(Work to do): Produce an exact copy of the lines from the line containing "Objective: one point per instance of the dandelion" through the last line of the entries below, and only those lines.

(Records for processing):
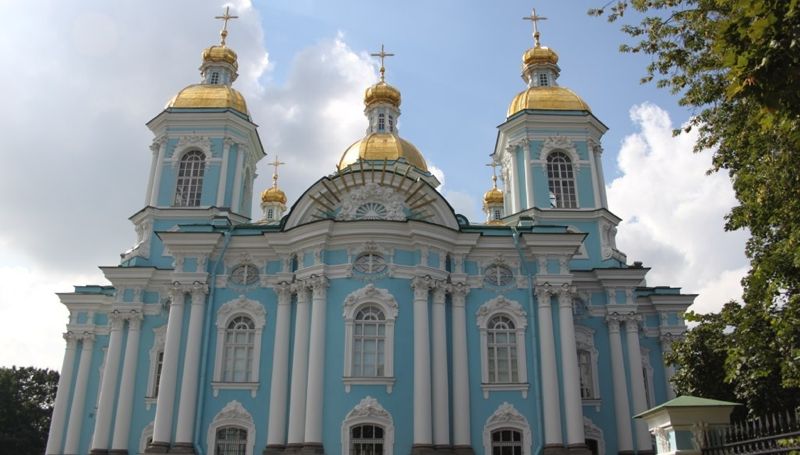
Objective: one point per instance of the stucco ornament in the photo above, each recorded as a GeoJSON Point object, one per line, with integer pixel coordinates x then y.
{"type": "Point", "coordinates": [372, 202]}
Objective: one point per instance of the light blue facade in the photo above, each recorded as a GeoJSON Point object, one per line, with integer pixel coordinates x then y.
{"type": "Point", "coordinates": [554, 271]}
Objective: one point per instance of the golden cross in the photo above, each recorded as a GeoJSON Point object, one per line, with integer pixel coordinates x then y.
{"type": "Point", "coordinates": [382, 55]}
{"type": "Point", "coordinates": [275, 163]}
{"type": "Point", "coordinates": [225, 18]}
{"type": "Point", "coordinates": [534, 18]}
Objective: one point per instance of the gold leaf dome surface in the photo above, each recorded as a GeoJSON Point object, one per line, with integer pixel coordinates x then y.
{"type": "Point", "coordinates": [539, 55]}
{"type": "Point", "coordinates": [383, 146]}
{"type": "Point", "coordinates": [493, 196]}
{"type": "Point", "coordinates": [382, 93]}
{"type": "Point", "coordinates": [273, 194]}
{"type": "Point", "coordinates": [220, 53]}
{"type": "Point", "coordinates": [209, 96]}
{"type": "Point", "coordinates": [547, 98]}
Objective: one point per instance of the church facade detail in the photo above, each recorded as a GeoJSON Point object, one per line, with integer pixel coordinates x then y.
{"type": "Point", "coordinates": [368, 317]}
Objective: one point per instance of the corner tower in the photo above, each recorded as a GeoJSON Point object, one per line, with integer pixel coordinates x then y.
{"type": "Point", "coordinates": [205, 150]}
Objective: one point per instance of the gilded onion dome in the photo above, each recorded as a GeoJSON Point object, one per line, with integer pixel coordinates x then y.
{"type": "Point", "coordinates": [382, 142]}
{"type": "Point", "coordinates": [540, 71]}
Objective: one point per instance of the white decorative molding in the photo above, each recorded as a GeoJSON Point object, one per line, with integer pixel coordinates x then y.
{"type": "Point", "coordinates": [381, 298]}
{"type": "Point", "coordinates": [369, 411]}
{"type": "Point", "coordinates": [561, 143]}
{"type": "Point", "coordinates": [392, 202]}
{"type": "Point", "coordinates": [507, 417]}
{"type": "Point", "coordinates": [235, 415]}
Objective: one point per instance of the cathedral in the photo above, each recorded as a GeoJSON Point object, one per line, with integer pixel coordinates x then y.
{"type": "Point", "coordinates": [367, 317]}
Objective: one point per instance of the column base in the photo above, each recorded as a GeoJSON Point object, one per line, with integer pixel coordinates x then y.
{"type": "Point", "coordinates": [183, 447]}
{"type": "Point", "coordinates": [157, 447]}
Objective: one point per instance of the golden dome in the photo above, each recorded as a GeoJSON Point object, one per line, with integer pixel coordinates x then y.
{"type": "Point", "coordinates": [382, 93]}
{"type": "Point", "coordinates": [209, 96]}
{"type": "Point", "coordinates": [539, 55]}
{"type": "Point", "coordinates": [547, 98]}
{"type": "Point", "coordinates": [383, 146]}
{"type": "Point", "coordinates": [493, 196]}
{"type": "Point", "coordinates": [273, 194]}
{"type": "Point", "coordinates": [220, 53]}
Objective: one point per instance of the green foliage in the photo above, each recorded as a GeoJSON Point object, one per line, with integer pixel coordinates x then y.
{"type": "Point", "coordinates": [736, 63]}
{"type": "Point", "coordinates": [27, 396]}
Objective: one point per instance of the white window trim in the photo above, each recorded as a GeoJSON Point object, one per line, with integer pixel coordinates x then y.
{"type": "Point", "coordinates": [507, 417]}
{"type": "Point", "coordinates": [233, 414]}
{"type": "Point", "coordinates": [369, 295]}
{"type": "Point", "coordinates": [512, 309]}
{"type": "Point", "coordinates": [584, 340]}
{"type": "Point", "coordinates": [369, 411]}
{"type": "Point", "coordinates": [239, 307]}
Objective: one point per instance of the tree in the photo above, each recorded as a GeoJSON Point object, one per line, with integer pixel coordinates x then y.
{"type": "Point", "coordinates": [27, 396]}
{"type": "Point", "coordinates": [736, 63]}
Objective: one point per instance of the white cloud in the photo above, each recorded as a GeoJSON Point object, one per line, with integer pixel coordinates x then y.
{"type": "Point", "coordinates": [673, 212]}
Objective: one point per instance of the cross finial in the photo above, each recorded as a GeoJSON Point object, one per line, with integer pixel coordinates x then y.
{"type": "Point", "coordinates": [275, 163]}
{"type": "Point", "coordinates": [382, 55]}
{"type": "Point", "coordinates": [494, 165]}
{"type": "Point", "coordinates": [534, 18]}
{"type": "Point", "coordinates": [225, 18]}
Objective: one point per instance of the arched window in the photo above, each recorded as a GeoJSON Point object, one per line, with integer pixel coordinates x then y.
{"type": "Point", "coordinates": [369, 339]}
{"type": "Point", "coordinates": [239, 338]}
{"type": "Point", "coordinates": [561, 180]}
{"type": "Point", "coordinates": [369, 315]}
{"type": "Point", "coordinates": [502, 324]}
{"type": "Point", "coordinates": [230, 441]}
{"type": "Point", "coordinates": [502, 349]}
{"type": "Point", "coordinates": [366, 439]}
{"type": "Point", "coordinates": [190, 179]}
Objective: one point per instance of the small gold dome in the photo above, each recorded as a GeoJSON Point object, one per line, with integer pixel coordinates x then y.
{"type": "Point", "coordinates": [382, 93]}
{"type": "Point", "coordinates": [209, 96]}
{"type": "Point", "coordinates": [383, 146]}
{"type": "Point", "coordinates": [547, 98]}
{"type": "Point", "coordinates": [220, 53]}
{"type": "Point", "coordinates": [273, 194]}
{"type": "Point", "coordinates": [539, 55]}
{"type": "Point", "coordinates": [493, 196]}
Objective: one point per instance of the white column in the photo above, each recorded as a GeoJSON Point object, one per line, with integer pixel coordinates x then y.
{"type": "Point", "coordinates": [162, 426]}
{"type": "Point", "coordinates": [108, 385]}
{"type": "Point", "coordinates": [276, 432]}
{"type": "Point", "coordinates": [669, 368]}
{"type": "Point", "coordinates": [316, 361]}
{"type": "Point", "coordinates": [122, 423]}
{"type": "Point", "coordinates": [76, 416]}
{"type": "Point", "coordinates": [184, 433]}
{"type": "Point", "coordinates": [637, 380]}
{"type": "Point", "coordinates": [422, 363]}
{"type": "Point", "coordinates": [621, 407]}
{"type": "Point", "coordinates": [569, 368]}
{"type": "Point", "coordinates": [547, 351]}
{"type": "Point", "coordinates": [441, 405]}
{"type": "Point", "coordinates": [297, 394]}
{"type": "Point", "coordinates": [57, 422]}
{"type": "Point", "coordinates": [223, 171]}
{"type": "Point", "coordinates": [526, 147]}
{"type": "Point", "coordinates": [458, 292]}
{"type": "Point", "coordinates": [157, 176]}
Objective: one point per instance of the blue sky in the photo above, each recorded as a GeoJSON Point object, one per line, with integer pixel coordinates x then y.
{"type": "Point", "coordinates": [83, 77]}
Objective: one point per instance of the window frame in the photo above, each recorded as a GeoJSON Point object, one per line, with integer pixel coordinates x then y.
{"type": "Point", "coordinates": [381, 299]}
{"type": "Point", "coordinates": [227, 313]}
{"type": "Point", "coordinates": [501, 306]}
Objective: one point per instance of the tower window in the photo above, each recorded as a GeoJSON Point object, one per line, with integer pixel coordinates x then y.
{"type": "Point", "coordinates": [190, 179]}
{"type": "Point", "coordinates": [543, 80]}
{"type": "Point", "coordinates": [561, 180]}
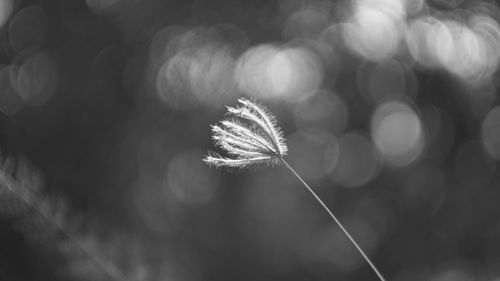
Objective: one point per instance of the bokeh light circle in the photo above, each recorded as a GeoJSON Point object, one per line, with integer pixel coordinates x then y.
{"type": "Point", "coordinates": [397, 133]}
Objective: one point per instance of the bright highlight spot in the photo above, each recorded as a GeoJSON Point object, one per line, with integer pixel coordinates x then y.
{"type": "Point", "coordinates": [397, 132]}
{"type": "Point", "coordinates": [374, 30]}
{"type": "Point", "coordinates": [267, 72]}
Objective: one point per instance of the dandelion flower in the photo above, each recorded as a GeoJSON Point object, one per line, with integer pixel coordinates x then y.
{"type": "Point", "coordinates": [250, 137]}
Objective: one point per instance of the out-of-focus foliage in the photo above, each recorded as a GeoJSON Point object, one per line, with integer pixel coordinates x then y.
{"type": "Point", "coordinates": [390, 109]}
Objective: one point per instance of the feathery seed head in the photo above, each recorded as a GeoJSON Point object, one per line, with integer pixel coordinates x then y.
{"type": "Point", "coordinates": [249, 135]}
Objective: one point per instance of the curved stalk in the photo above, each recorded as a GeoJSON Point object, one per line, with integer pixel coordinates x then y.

(Worked solution):
Objective: one point per instance of the dandelion flower in the photo above, each recorded as a GeoJSON Point object, one per line, with integer pixel coordinates x then y.
{"type": "Point", "coordinates": [250, 137]}
Objective: one point per instance of the out-of-focus foliage in the photo above, each recorded as a GeoJSON Point object, one per line, with integer pixel coordinates x then y.
{"type": "Point", "coordinates": [390, 109]}
Objective: one point per instance of the feathery seed head in the photo above, each recorded as a GeoJSON Point object, one per line, with integer pixel coordinates x then y.
{"type": "Point", "coordinates": [249, 135]}
Objective: one point per instance of the curved stalk in the photo above, each recorded as a GeoJSON Point object, one per line, with integer pixel coordinates x then y.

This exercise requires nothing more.